▶ _Set problem_
Write what comes next in the Kafka Connect meetup page below, starting right after its final sentence.

▶ _Supplied passage_
((

Building Pipeline with Kafka Connect


Details
Agenda
6:30 PM to 6:45 PM - Gathering and Networking
6:45 PM to 7:00 PM - Introduction to Data Riders @Fremont
7:00 PM to 8:30 PM - Building ETL Pipeline with Kafka Connect By Liquan Pei
About Speaker:
Liquan Pei is a Software Engineer at Confluent. He primarily worked on the Kafka Connect HDFS connector and contributed to other components of the Confluent Platform such as Schema Registry, Camus, etc. Previously he worked on MPP database internals, scalable in database machine learning library and integration of in-memory database with Hadoop at Pivotal. He is also an open source contributor to Apache Spark and Apache Kafka. Liquan graduated from UMass Amherst with degrees in Computer Science and Physics.
Building ETL Pipeline with Kafka Connect
Many companies are adopting Apache Kafka to power their data pipelines, including LinkedIn, Netflix, and Airbnb. Kafka's ability to handle high throughput real-time data makes it a perfect fit for solving the data integration problem, acting as the common buffer for all your data and bridging the gap between streaming and batch systems.

))

▶ _Given material_
((

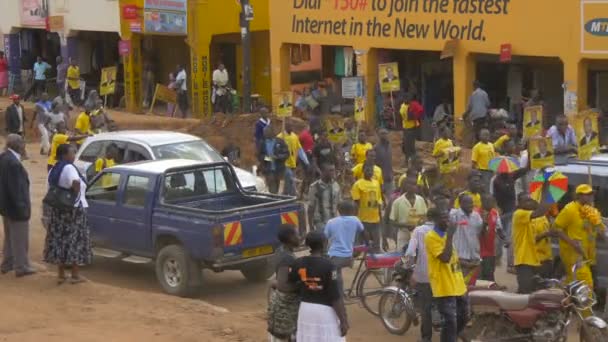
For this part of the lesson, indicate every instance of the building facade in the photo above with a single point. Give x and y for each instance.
(84, 30)
(441, 46)
(210, 34)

))

▶ _Expected answer_
However, building a data pipeline around Kafka today can be challenging because it requires combining a wide variety of tools to collect data from disparate data systems. One tool streams updates from your database to Kafka, another imports logs, and yet another exports to HDFS. As a result, building a data pipeline can take significant engineering effort and has relatively high operational overhead because all these different tools require ongoing monitoring and maintenance. Additionally, some of the tools are simply a poor fit for the job: the fragmented nature of the data integration tools ecosystem lead to creative but misguided solutions such as misusing stream processing frameworks for data integration purposes. We describe the design and implementation of Kafka Connect, Kafka's new tool for scalable, fault-tolerant data import and export. First we'll discuss some existing tools in the space and why they fall short when applied to data integration at large scale. Next, we will explore Kafka Connect's design and how it compares to systems with similar goals, discussing key design decisions that trade off between ease of use for connector developers, operational complexity,and reuse of existing connectors. Finally, we’ll discuss how standardizing on Kafka and its Kafka Connect tool can ultimately lead to simplifying your entire data pipeline, making ETL into your data warehouse and enabling stream processing applications as simple as adding another Kafka Connect job.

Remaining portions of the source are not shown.